→ **To do**
Convert the entries from the line containing "The query is: woman's left hand" through the end of the entries, both ends included, into a JSON list of strings with one string per line and no blank lines.

→ **Items from a data source**
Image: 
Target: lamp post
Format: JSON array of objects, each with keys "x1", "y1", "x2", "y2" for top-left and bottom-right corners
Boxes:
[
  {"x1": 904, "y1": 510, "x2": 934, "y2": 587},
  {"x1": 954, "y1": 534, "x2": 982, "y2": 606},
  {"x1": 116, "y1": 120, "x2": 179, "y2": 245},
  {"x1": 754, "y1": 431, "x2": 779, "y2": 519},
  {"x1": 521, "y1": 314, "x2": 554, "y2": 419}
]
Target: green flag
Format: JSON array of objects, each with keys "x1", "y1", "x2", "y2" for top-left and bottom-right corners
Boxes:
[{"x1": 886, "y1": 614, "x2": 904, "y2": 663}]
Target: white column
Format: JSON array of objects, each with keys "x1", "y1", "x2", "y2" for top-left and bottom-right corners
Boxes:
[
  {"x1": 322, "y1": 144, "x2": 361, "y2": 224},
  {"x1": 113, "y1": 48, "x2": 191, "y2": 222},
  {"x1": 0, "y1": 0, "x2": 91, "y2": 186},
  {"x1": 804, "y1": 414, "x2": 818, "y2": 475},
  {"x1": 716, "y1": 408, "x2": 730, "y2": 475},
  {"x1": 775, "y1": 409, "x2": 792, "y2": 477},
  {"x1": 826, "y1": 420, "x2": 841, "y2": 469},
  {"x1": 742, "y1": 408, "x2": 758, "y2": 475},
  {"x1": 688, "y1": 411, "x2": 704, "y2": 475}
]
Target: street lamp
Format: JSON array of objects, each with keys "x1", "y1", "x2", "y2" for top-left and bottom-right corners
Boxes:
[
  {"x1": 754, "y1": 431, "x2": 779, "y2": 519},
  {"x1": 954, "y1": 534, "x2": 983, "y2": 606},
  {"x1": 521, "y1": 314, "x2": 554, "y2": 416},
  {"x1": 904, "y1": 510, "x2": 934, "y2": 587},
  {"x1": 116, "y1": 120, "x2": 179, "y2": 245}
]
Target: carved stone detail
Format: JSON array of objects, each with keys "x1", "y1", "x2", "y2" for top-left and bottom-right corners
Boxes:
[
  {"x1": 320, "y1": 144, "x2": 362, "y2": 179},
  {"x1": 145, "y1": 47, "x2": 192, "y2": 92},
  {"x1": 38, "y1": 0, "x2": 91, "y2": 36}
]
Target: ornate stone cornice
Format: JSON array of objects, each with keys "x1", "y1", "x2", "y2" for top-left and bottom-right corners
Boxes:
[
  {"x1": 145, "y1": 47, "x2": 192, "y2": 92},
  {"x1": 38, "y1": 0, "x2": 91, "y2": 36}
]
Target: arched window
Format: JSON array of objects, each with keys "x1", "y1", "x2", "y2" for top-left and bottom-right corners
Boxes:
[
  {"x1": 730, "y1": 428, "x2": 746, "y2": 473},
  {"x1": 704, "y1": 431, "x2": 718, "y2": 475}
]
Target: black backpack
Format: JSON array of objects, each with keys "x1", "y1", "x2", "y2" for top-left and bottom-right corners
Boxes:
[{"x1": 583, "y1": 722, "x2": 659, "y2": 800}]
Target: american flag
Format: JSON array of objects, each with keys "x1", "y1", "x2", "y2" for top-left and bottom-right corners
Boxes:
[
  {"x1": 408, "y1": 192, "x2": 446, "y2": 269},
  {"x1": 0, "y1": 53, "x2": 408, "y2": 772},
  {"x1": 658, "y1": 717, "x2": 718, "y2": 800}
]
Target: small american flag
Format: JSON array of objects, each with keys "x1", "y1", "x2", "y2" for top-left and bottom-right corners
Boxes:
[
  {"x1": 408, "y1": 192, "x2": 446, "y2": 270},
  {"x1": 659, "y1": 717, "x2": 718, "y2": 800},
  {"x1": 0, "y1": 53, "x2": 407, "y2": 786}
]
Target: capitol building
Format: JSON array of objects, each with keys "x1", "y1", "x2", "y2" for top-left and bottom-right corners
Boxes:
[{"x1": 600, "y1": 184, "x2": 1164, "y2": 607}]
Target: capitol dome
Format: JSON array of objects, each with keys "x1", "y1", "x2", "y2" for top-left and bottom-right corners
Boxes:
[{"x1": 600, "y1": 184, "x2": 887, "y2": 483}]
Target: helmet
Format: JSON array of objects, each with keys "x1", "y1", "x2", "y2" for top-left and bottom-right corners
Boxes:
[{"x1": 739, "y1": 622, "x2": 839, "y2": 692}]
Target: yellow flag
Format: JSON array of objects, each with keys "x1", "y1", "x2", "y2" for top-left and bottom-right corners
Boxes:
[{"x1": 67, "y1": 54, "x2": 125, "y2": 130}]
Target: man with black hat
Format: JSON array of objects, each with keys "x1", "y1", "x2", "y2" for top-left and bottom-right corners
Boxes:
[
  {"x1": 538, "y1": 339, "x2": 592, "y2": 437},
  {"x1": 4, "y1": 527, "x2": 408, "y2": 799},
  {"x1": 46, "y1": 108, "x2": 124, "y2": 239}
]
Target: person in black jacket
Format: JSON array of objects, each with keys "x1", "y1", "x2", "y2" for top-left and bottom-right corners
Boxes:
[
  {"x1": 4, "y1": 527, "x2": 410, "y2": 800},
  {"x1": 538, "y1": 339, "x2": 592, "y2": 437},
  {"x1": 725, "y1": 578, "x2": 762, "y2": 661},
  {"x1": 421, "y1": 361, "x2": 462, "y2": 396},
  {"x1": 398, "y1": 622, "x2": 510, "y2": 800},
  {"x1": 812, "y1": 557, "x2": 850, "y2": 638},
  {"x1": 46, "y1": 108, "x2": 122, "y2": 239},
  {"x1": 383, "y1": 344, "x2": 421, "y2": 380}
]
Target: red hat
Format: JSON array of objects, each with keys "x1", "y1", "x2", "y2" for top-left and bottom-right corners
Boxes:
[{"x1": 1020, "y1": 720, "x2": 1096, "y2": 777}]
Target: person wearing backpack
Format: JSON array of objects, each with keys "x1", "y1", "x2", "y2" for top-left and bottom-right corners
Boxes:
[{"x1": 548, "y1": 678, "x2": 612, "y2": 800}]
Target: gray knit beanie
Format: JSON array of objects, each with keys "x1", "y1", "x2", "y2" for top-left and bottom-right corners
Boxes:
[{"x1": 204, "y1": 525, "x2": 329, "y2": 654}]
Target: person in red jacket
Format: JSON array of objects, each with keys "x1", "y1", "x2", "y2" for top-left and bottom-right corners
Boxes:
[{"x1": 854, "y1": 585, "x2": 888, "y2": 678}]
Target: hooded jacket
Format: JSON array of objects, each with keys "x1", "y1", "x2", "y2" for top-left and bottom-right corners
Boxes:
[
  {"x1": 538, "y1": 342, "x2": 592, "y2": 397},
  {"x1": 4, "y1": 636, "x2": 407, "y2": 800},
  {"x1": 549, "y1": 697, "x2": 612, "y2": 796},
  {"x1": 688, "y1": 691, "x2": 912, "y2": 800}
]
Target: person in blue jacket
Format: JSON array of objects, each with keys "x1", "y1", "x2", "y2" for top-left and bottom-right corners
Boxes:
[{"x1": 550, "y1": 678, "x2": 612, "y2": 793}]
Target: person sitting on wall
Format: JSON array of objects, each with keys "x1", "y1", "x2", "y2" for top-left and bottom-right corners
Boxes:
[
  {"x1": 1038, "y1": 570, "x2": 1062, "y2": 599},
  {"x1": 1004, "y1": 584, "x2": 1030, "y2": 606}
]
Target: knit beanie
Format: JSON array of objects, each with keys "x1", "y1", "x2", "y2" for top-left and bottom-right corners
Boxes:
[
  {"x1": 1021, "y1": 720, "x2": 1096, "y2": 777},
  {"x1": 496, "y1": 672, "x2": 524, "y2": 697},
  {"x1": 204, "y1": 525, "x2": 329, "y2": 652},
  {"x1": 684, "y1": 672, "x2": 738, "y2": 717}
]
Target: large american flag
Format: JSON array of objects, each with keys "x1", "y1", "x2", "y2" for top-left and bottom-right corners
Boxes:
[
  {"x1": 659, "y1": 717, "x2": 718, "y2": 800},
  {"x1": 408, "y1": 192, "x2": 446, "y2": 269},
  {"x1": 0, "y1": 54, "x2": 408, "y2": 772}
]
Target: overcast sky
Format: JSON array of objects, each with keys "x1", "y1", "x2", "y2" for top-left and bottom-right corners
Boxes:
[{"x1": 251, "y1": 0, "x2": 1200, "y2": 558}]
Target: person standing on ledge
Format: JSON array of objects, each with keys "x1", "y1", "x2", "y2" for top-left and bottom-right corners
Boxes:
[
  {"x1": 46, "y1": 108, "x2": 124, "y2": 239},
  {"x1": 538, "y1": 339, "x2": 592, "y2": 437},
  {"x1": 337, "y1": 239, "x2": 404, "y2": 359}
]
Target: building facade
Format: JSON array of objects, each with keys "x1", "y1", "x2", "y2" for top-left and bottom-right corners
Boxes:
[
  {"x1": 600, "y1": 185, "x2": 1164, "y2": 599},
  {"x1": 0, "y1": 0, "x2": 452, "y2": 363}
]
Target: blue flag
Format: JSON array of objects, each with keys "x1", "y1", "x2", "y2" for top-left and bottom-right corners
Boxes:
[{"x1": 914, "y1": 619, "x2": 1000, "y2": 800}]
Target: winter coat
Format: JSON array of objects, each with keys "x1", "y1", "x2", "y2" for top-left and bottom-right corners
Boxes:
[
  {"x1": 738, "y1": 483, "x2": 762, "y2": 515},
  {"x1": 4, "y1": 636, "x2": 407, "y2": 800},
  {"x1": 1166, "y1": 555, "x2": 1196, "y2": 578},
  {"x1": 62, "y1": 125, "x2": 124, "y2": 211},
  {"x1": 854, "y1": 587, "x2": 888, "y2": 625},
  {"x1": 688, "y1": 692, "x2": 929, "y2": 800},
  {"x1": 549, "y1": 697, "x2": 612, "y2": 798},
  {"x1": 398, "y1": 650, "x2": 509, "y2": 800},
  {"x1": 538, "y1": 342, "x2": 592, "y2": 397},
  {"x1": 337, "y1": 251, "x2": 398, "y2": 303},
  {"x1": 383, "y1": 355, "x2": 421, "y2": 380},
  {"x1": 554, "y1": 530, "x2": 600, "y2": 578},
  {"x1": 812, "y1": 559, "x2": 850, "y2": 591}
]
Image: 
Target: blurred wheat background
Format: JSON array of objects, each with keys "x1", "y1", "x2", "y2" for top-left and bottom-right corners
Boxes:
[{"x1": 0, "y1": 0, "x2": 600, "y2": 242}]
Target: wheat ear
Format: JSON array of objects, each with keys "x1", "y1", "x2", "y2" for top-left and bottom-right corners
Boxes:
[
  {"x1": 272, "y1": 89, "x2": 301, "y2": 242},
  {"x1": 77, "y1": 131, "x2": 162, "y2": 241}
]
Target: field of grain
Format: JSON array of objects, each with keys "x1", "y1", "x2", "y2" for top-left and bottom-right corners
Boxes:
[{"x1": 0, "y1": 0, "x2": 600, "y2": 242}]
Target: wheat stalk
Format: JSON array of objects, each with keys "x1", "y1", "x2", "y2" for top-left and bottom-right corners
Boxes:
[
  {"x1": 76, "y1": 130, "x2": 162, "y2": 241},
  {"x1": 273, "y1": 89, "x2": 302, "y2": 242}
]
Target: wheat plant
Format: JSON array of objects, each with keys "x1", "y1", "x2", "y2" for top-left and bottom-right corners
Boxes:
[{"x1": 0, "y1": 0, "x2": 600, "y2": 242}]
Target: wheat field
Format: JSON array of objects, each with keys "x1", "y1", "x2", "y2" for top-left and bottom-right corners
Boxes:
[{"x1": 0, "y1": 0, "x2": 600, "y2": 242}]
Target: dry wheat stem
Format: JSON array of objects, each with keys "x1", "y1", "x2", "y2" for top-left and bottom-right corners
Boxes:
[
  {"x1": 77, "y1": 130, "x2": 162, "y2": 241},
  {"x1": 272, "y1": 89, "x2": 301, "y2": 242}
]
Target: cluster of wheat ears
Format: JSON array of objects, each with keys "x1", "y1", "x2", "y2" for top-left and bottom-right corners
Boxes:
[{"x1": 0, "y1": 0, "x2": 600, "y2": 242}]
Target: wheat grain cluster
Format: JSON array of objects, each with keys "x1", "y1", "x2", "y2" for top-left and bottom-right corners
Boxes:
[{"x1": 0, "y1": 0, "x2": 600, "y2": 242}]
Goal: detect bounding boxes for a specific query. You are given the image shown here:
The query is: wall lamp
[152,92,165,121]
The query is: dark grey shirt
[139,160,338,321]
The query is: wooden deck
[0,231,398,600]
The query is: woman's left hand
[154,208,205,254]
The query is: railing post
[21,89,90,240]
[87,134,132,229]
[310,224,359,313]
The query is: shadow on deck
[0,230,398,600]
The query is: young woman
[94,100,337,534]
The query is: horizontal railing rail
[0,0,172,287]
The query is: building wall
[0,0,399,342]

→ **Output of the exercise**
[
  "The query is: woman's left hand",
  "[154,208,205,254]",
  "The query is: railing post",
  "[21,89,90,240]",
  "[87,134,132,229]",
  "[310,224,359,313]",
  "The query is: shadow on deck",
  "[0,230,398,600]",
  "The query is: young woman",
  "[94,100,337,534]",
  "The query is: horizontal railing rail",
  "[0,0,172,287]",
  "The query is: building wall",
  "[0,0,399,342]"
]